AIM | Pull out every line of the records below that contains the word "water" and copy each one. Case counts, so a line matches only if the capitalization is the same.

RECORDED INFORMATION |
------------------------------------------------------------

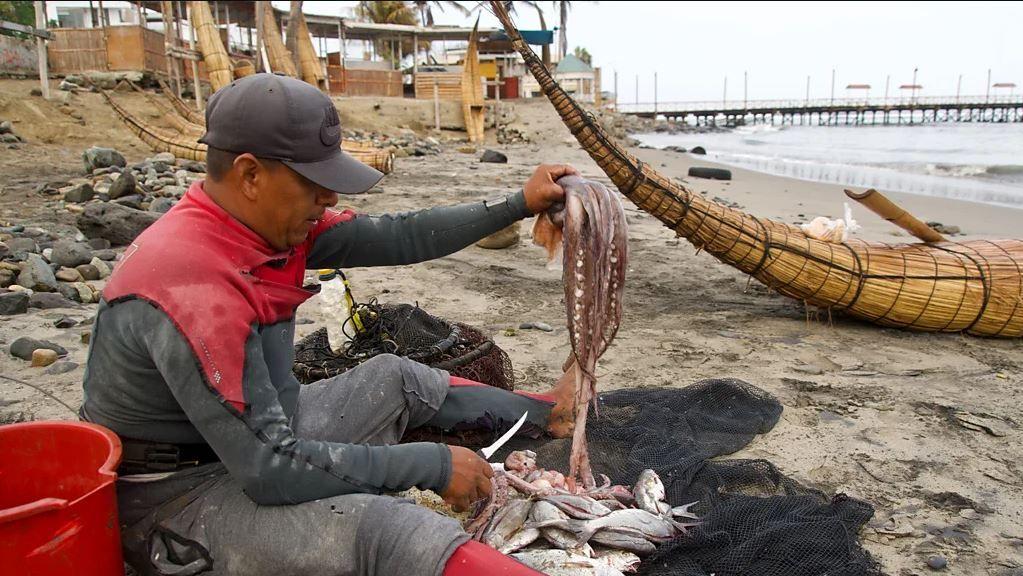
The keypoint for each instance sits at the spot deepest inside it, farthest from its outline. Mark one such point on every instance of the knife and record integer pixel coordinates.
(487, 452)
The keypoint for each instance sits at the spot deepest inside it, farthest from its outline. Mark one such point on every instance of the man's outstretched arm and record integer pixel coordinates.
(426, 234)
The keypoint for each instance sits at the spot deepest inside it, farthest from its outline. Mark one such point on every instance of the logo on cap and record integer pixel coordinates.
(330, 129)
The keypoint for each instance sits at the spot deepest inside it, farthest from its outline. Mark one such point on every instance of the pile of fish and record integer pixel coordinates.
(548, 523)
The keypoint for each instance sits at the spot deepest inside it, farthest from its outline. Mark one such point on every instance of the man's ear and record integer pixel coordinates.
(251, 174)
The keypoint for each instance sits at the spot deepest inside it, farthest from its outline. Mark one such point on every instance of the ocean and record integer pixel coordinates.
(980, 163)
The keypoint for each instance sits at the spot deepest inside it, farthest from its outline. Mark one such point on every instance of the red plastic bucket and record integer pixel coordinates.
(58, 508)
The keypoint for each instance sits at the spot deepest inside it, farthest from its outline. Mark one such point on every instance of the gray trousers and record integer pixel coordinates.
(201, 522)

------------------------------------------------------------

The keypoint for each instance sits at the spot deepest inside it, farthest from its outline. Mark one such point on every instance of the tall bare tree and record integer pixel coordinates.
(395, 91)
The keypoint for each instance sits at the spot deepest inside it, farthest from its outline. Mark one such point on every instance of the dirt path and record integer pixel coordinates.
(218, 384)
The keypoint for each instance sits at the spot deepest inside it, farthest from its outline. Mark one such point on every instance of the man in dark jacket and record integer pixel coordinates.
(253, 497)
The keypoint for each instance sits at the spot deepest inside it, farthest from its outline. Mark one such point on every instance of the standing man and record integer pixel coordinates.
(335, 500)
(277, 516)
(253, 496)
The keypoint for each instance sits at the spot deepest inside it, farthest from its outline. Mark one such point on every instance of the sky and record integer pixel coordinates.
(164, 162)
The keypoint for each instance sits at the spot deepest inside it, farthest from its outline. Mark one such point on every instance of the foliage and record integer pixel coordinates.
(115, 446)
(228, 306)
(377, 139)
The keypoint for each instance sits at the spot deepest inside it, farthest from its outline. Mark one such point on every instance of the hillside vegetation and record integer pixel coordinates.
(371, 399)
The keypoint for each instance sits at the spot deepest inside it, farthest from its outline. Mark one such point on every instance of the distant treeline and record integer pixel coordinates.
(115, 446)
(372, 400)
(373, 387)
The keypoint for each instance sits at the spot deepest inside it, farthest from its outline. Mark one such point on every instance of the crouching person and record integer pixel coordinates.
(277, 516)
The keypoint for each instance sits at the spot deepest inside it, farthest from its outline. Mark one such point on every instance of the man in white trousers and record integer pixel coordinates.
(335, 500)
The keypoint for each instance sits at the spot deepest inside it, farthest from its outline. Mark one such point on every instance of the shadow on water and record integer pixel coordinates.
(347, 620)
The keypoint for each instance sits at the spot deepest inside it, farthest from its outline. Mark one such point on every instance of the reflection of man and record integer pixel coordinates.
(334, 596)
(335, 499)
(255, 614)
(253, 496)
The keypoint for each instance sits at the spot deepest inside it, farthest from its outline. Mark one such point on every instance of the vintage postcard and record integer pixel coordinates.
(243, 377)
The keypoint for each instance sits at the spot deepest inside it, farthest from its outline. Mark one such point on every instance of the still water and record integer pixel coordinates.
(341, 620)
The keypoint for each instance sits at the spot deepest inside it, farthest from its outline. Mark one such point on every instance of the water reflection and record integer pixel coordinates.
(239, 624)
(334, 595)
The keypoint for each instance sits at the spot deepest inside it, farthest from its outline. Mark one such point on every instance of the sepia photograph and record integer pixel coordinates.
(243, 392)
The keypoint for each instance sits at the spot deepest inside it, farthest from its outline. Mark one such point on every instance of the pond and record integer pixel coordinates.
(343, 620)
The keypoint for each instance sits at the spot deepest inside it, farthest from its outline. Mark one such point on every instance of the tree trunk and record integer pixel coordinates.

------------------------------------------------------------

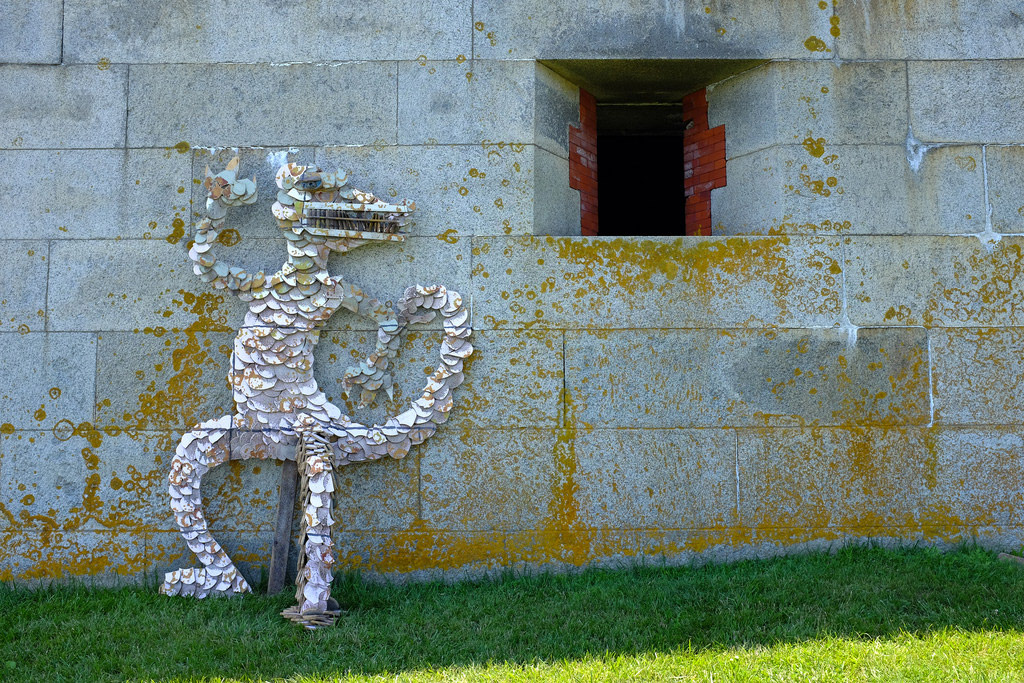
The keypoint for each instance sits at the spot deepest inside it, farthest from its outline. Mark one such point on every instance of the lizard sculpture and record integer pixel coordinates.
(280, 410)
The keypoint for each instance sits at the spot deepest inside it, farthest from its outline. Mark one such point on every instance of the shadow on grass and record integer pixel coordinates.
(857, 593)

------------------------------------------------------------

RESULT OF THIS EXERCISE |
The keypoint for each instance sits at the spot deepest inside it, farthest from its outline. Mark one such point on every instance of the shadow on water and record integer pixel coordinates.
The keypoint for each instance sits at the spot deepest inside it, farthest from its outline. Mark one such point on every instance of the still water and record integer pixel coordinates.
The keypoint for each instance sits at the spot deepest inside it, farthest from its outline. Mark one such point on every instance of the water reflection and record integer pixel coordinates.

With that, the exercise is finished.